━━━━━ TEXT EXCERPT ━━━━━

Gas station without pumps

2013 November 8

Critiquing code

Filed under: Uncategorized — gasstationwithoutpumps @ 22:57
Tags: , , ,

In The Female Perspective of Computer Science: Why Arts and Social Science Needs Code: Testimonials, Gail Carmichael continues her “Why are we learning this?” guide for arts and social science students with “a set of testimonials from people in the field that learned to code.” I’ve pulled out a little piece of one testimonial here:

Emily Daniels, Software Developer and Research Analyst, Applied Research and Innovation at Algonquin College

As an artist you probably already have a thick skin developed by years of crits where others continually tear down your work and expect you to pick up the pieces. This will prepare you for similar responses to your programs and is also immensely useful in software development. It seems from my experience that most computer studies programs don’t spend nearly enough time preparing people to respond well to negative or constructive feedback of their work. [emphasis added] It would benefit a lot of developers to be able to take criticism in stride like an artist can, so if you can, you are ahead of the game.

I think that this is an important critique of many engineering programs, and of computer science programs in particular. Many students finish CS programs with high grades but are still unable to write good programs.  A big part of the problem is that no one has ever looked at their programs—certainly not critically, with an eye toward making the students better programmers through pointing out things that they have still not mastered. I think that CS may need to have more of the sort of criticism that a good studio art class or writing circle has: strong feedback about what needs improvement tempered with some praise for what is good. (I’m not a proponent of the “3 good for 1 bad” school of ego-stroking—that approach provides a lot of emotional support but very little improvement in performance.)

━━━━━ EXTRACTED INFORMATION ━━━━━

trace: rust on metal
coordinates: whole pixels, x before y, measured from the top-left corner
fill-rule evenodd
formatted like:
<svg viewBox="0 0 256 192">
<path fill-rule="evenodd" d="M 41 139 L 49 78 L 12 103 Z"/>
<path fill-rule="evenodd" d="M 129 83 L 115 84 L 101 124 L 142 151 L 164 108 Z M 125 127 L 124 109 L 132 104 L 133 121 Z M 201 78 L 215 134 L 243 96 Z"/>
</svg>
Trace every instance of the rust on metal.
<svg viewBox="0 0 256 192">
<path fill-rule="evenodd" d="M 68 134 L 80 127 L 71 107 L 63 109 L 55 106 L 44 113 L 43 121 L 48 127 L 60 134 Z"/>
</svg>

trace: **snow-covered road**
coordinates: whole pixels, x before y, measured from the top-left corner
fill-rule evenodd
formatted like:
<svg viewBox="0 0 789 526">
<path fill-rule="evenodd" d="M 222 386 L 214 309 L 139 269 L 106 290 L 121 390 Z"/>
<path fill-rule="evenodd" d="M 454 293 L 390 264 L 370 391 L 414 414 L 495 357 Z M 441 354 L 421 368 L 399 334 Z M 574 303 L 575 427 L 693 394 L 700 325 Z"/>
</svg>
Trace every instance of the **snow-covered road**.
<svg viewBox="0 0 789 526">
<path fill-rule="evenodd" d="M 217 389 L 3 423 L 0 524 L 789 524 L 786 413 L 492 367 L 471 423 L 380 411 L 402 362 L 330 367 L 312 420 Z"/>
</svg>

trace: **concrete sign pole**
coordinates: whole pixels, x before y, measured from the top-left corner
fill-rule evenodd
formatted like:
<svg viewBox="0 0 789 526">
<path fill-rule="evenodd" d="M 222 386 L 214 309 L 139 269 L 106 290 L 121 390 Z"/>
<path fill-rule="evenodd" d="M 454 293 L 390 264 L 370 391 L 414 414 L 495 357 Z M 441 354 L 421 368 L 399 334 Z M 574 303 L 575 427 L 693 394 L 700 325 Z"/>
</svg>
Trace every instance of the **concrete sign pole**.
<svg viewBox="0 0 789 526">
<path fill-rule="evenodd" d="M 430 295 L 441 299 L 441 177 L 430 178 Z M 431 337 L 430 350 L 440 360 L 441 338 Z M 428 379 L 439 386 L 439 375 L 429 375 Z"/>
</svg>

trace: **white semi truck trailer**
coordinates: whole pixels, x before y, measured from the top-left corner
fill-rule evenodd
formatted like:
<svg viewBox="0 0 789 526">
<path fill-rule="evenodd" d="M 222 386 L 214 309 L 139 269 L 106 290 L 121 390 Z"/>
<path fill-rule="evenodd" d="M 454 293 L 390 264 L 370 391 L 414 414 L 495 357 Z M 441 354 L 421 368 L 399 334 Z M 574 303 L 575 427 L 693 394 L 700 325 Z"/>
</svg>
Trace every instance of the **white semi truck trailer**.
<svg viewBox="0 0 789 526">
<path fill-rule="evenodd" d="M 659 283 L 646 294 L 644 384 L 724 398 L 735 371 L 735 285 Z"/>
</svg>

━━━━━

REQUIRED TASKS -
1) In the post on critiquing code, what does Emily Daniels say most computer studies programs don't spend nearly enough time doing?
2) Reproduce the passage of the post on critiquing code between "Emily Daniels, Software" and "of the game.", inclusive, replacing "crits" with "critiques".

THE SOLUTIONS -
1) Preparing people to respond well to negative or constructive feedback of their work.

2)
Emily Daniels, Software Developer and Research Analyst, Applied Research and Innovation at Algonquin College

As an artist you probably already have a thick skin developed by years of critiques where others continually tear down your work and expect you to pick up the pieces. This will prepare you for similar responses to your programs and is also immensely useful in software development. It seems from my experience that most computer studies programs don’t spend nearly enough time preparing people to respond well to negative or constructive feedback of their work. [emphasis added] It would benefit a lot of developers to be able to take criticism in stride like an artist can, so if you can, you are ahead of the game.